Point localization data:
· · · ·

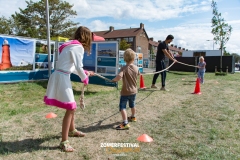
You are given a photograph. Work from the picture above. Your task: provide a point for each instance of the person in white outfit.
(59, 90)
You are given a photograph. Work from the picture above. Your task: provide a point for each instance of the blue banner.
(20, 51)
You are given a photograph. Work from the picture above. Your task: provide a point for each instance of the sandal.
(65, 146)
(76, 133)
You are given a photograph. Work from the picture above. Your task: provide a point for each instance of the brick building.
(137, 37)
(175, 50)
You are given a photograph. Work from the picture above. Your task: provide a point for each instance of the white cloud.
(195, 36)
(144, 9)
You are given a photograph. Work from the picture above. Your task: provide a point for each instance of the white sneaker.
(164, 89)
(153, 86)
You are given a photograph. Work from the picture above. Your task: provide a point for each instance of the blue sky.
(188, 20)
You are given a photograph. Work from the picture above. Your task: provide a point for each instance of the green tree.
(124, 45)
(220, 29)
(236, 57)
(225, 52)
(6, 25)
(31, 21)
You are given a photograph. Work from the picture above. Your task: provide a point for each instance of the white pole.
(48, 40)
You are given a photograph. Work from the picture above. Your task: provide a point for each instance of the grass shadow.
(182, 73)
(151, 91)
(42, 83)
(77, 92)
(26, 145)
(90, 128)
(98, 127)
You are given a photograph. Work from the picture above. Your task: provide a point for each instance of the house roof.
(132, 32)
(172, 48)
(153, 43)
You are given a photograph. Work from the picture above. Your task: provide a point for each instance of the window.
(139, 49)
(130, 39)
(126, 39)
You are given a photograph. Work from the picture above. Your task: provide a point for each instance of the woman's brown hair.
(84, 36)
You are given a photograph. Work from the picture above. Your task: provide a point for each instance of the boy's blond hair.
(201, 57)
(129, 55)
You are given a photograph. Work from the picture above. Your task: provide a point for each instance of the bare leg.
(66, 124)
(133, 110)
(124, 114)
(72, 124)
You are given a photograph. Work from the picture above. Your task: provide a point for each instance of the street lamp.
(48, 38)
(213, 43)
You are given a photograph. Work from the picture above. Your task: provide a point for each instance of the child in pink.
(59, 90)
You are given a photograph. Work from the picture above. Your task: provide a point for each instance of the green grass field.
(183, 125)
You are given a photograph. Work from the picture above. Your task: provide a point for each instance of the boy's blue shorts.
(124, 99)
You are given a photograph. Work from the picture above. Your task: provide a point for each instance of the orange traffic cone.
(197, 87)
(144, 138)
(51, 115)
(142, 85)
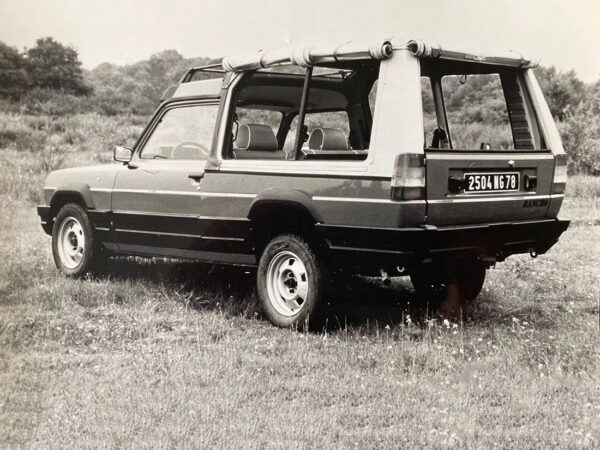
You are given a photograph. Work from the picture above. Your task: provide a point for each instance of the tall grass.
(31, 146)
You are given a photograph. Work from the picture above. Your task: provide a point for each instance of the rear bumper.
(391, 246)
(44, 213)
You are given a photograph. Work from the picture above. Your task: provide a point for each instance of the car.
(393, 159)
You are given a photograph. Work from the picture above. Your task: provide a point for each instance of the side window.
(372, 96)
(183, 133)
(429, 116)
(336, 121)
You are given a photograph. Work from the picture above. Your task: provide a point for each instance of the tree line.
(49, 79)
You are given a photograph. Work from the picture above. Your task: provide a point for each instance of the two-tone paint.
(207, 210)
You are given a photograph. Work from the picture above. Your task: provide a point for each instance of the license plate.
(492, 182)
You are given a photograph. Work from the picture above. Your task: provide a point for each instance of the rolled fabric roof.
(309, 56)
(424, 49)
(352, 51)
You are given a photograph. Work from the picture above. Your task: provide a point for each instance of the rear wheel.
(449, 289)
(292, 282)
(74, 247)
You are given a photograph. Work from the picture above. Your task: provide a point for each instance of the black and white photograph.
(299, 224)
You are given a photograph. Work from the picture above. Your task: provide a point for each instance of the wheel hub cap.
(71, 243)
(287, 283)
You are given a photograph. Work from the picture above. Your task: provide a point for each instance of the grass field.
(159, 354)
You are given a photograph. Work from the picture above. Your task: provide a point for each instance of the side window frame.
(160, 113)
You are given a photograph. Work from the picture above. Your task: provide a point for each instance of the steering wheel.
(205, 151)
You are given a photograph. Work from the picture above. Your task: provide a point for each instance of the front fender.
(76, 189)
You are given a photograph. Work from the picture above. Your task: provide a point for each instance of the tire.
(292, 282)
(449, 289)
(74, 247)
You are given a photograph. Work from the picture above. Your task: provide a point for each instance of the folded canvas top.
(353, 51)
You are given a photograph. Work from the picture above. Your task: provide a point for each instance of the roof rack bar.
(211, 68)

· · · ·

▶ [Requirement]:
A precise copy of each record, with the images removed, should be output.

▶ [Reply to the task]:
You are given a photograph. Work from the picture above. Your task: provide a point for each instance of the person in white outfit.
(59, 90)
You are given a photograph. Work from the picture above. Your task: provide a point for each instance of the blue banner.
(20, 51)
You are given a photograph. Work from the picture above. Your task: provide a point for each instance of the sandal.
(65, 146)
(76, 133)
You are given a photograph. Work from the picture above. Your task: provide a point for each instance of the brick building.
(137, 37)
(175, 50)
You are given a photograph. Work from the picture above. Your task: provide a point for each instance of the white cloud.
(195, 36)
(144, 9)
You are given a photograph. Work from the picture above. Your task: provide a point for each instance of the white sneaker.
(164, 89)
(153, 86)
You are given a photograph. Work from the picture above. Your task: provide a point for each instance of the blue sky.
(188, 20)
You are given a photograph. Work from the picture above. Your task: provide a point for each instance of the green tree.
(124, 45)
(220, 29)
(236, 57)
(225, 52)
(6, 25)
(31, 21)
You are given a photograph. Work from the picture above. Your task: provide a point for each instance of the white pole.
(48, 40)
You are given a photograph. Work from the picture above. Your task: provide a point for each instance of the grass shadow.
(182, 73)
(151, 91)
(42, 83)
(77, 92)
(26, 145)
(90, 128)
(98, 127)
You are given a photograph. Work from the picture above. Your task: provide a point for each instance of the house roof.
(132, 32)
(172, 48)
(153, 43)
You are given a photograph. Work from the picture above. Your task: provide a point for each instance of the window.
(139, 49)
(130, 39)
(126, 39)
You are given a photograph. Work from the picture above. Your task: provide a point for each instance of the woman's brown hair.
(84, 36)
You are given a photograph. Work from the picture above. Your task: provide a point for each instance of the boy's blond hair.
(201, 57)
(129, 55)
You are given a photograph. Work from the picture above. Your task: provide a point for each instance of the bare leg.
(66, 124)
(133, 110)
(124, 114)
(72, 124)
You are given a photograph. Work from the picture above. Your task: provide a point for each instance of the street lamp.
(48, 38)
(213, 43)
You are given a photograph. Work from the picture above. Your task: provide a point for each instance of the child in pink.
(59, 90)
You are given a photograph. Work from the picture above. Your task: provide a point for each instance of the green grass field.
(183, 125)
You are given a photograph. Work from the picture above. Your task: provide a point for each instance of the boy's blue shorts.
(124, 99)
You are given a photograph. Work from the picture above. Your task: provide a point for each instance of the orange traffic cone.
(197, 87)
(144, 138)
(51, 115)
(142, 85)
You are given a photograph. Work from the picture above. Your task: provide a point for each instance of the tall grass.
(31, 146)
You are given a photograph. Work from the picture above. Your task: provide a point for each instance of the rear bumper.
(391, 246)
(44, 213)
You are given a photograph. Work from the picture above. Your task: provide a point for each instance of the car.
(393, 159)
You are given a photograph. Work from the picture above. Your task: provide a point for each instance of the side window.
(372, 96)
(183, 133)
(429, 116)
(336, 121)
You are given a photograph. Work from the picture above. Your task: provide a point for each instance of the tree line.
(49, 79)
You are given a photograph. Work from the picture above. Your task: provide a point for each instance of the two-tone paint.
(207, 210)
You are given a photograph. Work from the picture above. Your task: provide a point for each instance of the license plate.
(492, 182)
You are given a photograph. Work from the picture above. Your task: provide a point for each instance of the rolled fabric roof.
(309, 56)
(424, 49)
(352, 51)
You are given a photograph. Work from the picture above. Your task: provide a point for each instance of the rear wheel.
(449, 289)
(292, 282)
(74, 247)
You are given a photograph. Work from the picture above. Your task: provide a point for each instance of the black and white photograph.
(299, 224)
You are given a photograph. Work from the picture above. Your task: provide a point for each instance of the wheel hub cap.
(71, 243)
(287, 283)
You are given a photograph. Work from the picture above. Your task: provide a point for each instance of the grass field.
(159, 354)
You are given a photograph. Work from the picture above. Your task: provide a point for each instance of the side window frame.
(160, 113)
You are given a photograph. Work from the picture above. Your task: provide a point for each instance of the steering wheel.
(205, 151)
You are given a photograph. Work from the picture above. Your task: provide a point for each instance of the front fender.
(76, 189)
You are given a photograph. Work from the picture above. Your task: provide a point for each instance of the tire.
(292, 282)
(449, 289)
(74, 247)
You are given a photograph. Work from the picture above. Your task: provide a point for each instance of the folded canvas top.
(353, 51)
You are given a photograph. Work from the picture above. Your task: provide a point for each instance of the roof rack bar.
(211, 68)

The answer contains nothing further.